▸ **Written task**
Leave out the pictures and retype exactly the lines from the line with "the tree line" through the end of the listing below.

▸ **Records**
┌──

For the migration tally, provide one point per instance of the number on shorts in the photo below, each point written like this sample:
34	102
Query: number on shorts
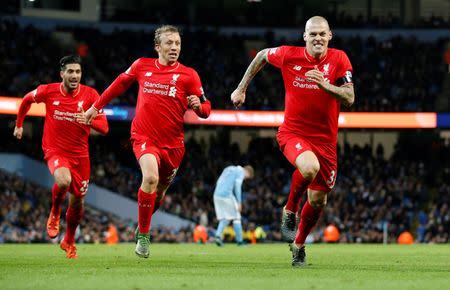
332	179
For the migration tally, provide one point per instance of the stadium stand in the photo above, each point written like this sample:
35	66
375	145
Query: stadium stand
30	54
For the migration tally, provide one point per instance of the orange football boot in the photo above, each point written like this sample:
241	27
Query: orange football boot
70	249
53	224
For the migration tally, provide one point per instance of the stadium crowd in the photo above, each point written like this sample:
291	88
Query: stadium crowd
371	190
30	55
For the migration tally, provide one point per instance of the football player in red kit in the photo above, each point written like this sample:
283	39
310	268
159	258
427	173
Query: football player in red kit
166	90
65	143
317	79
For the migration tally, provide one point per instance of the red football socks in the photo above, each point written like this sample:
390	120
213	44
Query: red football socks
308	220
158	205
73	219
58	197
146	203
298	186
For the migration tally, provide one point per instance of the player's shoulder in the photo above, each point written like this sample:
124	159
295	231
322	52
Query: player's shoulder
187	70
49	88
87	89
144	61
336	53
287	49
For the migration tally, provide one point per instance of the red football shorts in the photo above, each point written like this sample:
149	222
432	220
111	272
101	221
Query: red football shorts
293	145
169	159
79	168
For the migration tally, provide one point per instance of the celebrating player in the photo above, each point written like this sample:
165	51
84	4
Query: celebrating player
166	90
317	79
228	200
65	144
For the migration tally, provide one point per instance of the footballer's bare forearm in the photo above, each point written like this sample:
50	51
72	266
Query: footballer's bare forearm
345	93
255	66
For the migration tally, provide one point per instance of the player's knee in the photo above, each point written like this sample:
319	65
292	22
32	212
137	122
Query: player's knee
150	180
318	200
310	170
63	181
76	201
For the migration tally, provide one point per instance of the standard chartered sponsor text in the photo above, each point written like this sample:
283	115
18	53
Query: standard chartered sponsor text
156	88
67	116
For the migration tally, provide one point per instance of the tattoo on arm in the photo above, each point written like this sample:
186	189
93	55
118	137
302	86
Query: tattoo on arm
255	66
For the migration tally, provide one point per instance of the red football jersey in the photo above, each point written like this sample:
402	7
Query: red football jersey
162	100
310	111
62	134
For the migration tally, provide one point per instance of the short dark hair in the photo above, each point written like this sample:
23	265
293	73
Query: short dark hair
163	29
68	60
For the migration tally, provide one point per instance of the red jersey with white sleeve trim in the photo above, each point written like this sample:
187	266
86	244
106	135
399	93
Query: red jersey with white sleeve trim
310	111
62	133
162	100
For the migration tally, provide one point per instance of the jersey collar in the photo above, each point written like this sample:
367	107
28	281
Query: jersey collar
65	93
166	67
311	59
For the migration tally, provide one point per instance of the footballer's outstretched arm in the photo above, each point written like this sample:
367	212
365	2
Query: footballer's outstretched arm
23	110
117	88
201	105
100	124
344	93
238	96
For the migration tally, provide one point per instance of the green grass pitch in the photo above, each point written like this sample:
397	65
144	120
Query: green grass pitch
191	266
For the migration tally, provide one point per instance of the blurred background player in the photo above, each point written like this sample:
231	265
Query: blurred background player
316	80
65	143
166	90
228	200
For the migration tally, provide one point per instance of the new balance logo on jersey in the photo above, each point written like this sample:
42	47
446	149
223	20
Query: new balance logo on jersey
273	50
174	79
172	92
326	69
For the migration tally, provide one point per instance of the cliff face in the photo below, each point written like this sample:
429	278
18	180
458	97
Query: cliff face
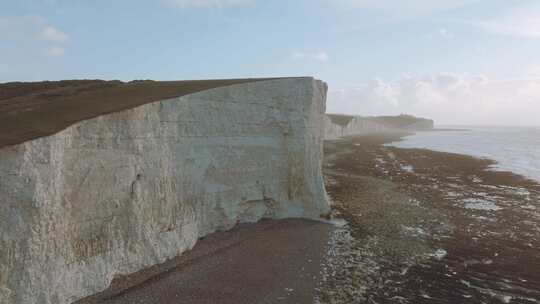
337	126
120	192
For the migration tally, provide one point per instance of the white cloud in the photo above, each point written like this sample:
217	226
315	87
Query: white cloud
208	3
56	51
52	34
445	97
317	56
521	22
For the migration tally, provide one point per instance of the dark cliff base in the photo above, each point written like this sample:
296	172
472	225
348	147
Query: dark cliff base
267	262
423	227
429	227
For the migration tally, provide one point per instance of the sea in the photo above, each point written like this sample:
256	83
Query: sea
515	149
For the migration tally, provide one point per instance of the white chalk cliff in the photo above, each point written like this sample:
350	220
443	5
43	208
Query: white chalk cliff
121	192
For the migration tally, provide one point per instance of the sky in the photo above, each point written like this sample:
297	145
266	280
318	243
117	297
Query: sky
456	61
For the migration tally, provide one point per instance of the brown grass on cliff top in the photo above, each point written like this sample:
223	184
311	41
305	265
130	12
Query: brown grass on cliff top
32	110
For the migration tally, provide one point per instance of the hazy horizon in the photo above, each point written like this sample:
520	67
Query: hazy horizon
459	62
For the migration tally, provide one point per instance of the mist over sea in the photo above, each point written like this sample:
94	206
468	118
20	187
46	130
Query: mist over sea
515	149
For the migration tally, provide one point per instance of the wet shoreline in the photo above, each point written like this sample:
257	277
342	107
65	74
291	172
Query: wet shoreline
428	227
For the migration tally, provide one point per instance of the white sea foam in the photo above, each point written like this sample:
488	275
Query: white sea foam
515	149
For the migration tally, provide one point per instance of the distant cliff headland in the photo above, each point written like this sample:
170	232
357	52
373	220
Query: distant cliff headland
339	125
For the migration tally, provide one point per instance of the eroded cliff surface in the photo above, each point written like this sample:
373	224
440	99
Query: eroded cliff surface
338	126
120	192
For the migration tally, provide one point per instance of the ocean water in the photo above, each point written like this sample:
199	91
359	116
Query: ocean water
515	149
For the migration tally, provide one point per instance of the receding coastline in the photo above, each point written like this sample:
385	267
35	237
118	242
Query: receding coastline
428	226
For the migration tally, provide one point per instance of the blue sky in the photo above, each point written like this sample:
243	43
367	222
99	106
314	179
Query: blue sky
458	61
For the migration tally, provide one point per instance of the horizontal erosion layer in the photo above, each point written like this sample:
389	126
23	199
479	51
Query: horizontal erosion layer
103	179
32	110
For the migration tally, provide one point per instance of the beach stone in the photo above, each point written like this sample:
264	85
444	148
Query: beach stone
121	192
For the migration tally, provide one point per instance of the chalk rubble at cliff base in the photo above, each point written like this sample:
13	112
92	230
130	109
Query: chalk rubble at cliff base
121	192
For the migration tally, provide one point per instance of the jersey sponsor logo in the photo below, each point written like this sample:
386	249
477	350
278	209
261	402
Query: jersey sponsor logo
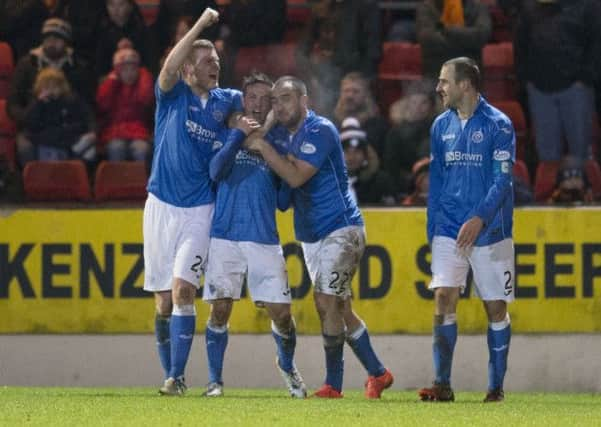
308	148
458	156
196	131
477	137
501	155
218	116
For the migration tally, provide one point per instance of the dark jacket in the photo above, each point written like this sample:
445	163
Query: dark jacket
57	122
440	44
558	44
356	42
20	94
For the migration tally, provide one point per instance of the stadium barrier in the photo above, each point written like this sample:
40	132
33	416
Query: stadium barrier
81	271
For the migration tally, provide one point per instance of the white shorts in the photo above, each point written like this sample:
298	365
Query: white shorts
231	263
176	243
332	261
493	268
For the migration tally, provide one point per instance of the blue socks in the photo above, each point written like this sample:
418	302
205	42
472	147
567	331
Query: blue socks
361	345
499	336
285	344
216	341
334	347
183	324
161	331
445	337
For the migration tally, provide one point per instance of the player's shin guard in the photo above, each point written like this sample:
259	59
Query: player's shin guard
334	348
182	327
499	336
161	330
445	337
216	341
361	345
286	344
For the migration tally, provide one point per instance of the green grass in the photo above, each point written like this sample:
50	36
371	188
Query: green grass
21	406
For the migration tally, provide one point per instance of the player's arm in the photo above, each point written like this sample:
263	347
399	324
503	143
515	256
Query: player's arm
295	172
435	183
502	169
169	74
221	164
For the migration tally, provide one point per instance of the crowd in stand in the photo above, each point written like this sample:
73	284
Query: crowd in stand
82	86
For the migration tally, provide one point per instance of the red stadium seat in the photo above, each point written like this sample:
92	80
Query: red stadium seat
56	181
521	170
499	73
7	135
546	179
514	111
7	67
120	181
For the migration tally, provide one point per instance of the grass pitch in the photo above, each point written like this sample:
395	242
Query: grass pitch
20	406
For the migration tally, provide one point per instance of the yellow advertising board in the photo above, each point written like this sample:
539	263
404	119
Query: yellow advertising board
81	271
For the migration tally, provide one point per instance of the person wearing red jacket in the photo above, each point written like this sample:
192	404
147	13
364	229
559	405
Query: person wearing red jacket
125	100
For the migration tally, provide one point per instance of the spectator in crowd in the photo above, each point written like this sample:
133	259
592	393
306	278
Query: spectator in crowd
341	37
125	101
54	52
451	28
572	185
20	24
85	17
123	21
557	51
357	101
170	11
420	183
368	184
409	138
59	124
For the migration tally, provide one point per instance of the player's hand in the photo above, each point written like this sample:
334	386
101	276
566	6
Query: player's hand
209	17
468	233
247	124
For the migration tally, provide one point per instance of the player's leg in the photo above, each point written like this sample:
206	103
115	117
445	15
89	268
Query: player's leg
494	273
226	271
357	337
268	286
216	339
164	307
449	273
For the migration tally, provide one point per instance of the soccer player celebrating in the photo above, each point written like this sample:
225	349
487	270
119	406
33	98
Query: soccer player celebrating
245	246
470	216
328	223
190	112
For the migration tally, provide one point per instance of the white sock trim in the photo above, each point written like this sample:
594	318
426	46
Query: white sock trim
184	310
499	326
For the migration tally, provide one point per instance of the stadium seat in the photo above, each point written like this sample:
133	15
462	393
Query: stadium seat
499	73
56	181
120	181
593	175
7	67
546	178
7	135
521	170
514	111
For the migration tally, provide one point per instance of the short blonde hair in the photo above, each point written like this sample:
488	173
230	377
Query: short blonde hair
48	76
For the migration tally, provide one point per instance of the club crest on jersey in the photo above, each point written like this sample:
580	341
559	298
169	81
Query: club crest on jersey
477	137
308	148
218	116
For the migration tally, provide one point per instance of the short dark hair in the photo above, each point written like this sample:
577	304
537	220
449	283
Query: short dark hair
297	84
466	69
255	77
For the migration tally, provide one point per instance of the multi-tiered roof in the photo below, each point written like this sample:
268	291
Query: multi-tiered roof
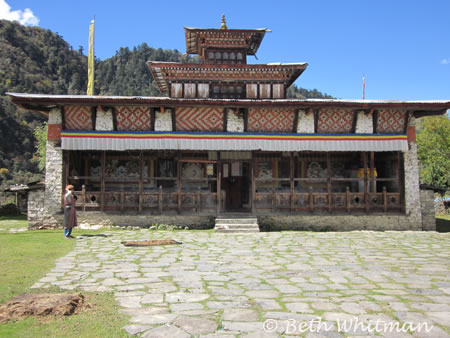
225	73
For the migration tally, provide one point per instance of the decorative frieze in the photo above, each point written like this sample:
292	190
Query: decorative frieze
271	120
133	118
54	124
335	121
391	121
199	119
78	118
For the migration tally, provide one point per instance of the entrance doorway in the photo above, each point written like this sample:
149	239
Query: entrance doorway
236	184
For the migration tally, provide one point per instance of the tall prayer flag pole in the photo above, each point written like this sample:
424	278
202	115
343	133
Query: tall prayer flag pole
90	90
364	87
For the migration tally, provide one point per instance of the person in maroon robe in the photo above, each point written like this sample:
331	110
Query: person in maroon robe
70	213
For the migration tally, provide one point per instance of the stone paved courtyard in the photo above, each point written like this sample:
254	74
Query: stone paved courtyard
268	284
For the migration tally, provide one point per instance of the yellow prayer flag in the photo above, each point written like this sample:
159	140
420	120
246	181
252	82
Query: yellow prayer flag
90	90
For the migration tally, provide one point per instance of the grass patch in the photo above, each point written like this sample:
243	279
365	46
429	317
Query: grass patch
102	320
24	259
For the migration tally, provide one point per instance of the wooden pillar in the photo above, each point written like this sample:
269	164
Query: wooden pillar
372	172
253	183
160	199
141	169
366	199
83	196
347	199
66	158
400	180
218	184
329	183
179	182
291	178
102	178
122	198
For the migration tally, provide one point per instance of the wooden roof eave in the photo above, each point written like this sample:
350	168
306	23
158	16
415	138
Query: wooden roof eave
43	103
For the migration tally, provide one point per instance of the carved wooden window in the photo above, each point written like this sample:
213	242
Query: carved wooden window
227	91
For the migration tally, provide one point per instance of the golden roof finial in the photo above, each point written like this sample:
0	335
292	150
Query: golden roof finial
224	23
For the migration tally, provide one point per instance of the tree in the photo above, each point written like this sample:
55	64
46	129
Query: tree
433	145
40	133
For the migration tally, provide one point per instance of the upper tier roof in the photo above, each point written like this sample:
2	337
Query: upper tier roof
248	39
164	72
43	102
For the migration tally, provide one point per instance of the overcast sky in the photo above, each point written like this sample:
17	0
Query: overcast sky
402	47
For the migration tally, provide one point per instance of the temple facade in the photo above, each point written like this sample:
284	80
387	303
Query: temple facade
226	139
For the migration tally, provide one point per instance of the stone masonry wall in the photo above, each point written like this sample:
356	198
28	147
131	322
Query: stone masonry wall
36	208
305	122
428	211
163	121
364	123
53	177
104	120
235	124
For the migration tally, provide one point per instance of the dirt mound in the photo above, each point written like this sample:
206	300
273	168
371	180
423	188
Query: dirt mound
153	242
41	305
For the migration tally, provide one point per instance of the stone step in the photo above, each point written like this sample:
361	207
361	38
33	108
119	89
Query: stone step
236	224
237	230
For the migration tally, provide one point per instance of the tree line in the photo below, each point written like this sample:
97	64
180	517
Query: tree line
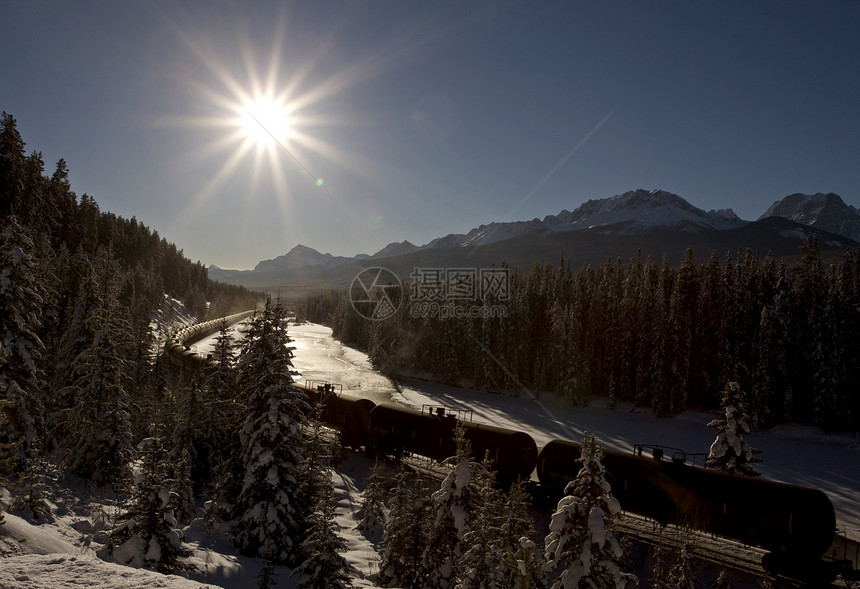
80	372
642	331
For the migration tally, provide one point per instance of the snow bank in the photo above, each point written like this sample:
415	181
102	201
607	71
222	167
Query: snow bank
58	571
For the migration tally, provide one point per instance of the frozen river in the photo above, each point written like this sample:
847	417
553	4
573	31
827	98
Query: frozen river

└──

▸ **Output of the exercise**
For the migration tally, provide one point per instance of the tree line in the photo below, each point written like this sample:
97	64
180	517
Query: tree line
80	372
642	331
For the migration tally, provide one point per instance of the snow bank in the photo above, each point written like this sample:
415	181
102	201
607	71
222	167
Query: snow bank
58	571
For the migration tally, provide one point per instance of the frozen river in the photo above, each point written like this sample:
847	417
553	4
573	31
827	98
Query: frozen river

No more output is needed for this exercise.